- [EXCERPT PROVIDED]
====
If only we could see. Inside the box, images float. Blackness lies around them. Landscapes, houses, animals, people — they all look as if they are meant to appear for a time, then vanish. Which is exactly what they do, the moment the slide is inserted and the light in the box goes on, the moment the slide is removed and the light shuts off. We’ve received a glimpse of something, or of someone: a visitation. Reds — there are in my father’s collection several pictures featuring roses — stand in a curiously forward position in relation to the viewer; they hover above their backgrounds in a way that evokes old 3-D images. People seem full-blooded and alive, yet their features are often hazy. The light around them glows.
A few slides show my uncle Eldridge, my father’s brother, reclining in the stern of a sailboat — my father, for a few years in the 1970s, had an affinity for sailing — drinking a beer on Biscayne Bay. Eldridge’s drinking has not yet overtaken him; he’s in his mid-thirties here, and looks fit and healthy. As always, he wears a beard — it’s tinted red from the sun and is trimmed close to his face, shaped by the razor in the manner in which I, when I wear a beard, trim and shape mine — and, also, as always, he sports a gold chain. He’s tanned and happy. In just a few years, though, he will begin in earnest his retreat from the world. He will disappear from our lives and exist increasingly in solitude, leaving his small Sarasota apartment only to drive across the Siesta Key bridge to his nighttime job as a prep cook at a restaurant on the Gulf of Mexico. Throughout the eighties, as his alcoholism intensifies, and as his weight drops and he becomes sicker, unable to eat, his solitude will turn to isolation, and, eventually, he will die.
But all that takes place later — it’s what’s to come. In the meantime, in the pictures shot by my father, Eldridge looks comfortable and content, stretched out in the back of a boat, beside a dark-haired woman wearing a head scarf, plastic sunglasses, and a yellow bikini. She has her hand in a bag of potato chips. I do not recognize her. Is she my uncle’s companion? Does she call him Eldridge or, as his friends did, Bob? In the distance behind her we see choppy water beneath a bright subtropical sky. This is the sky that I remember from that time, from that place. It is full of dampness and gray-green heat. Storms emerge from it. It appears to be lit from within.
Or has my memory been altered by an effect of the box? Remember that inside the viewer, things really are illuminated from within. That gray-tinted sky appears again and again. It’s there above the pines and in mottled reflections on the pool behind the Bauhaus-style house, and it is there in a picture of my father himself, standing before a palm tree whose green and brown fronds, spreading out to fill the frame behind him, suggest a hugely oversized headdress. Here is my father adorned as tropical potentate, youthful king of some island tribe that will one day disband and scatter to the four corners. He wears sideburns and, as he did through most of my childhood, a mustache. His hair is black. Turned away from the camera, he glares down and back over his shoulder at a photographer who might be crouched beside him — or kneeling, paparazzi-style, on one knee? — in order to capture a pose that will have the appearance of, well, a pose. In this picture, it is difficult to know who is “subject” to whom. My father looks into the camera lens, into the eye of the photographer, and, subsequently, back out of the lens of the black box, out of the light and into the eye, as they say, of the beholder. His expression is guarded, narrow-eyed, furtive; he looks, I think, as if he wants to see but not be seen, or as if, like Alice’s white rabbit, he is in a hurry to get somewhere. But where? The light in the box flickers on, and, just like that, he lets us see that there is something we can’t see. Then he’s gone. We have been warned of his departure — it’s in his eyes — yet it is unclear whether we are invited to chase after him. Who snapped this picture? Was it my mother? Did she kneel at his feet, peer up through the camera lens, and, seduced, ready to follow him, say, “Stop a minute. Stand in front of that palm tree. Come closer. Turn toward the camera. Now hold still”?
====
- [SUPPLIED RECORDS]
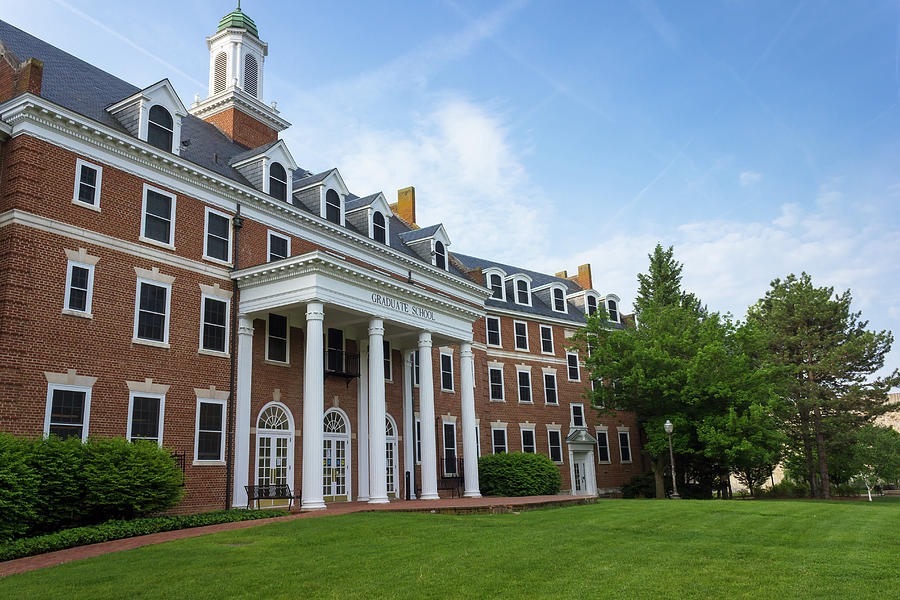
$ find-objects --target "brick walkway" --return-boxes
[0,496,596,577]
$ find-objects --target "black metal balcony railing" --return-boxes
[325,348,359,386]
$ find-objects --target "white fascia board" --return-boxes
[0,98,490,302]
====
- [BRIEF 1] In the excerpt about the slide viewer, what job did Eldridge drive across the Siesta Key bridge to do at night?
- [BRIEF 2] Rewrite every line of the records, swapping "find-objects" for "locate-objects" and changing nothing else. Omit the pictures.
The records are unrelated to the text.

- [COMPLETE RESPONSE 1] He worked as a prep cook at a restaurant on the Gulf of Mexico.

- [COMPLETE RESPONSE 2]
$ locate-objects --target "brick walkway" --return-boxes
[0,496,596,577]
$ locate-objects --target "black metal balcony railing" --return-boxes
[325,348,359,386]
$ locate-objects --target "white fascia board" --return-boxes
[0,98,490,302]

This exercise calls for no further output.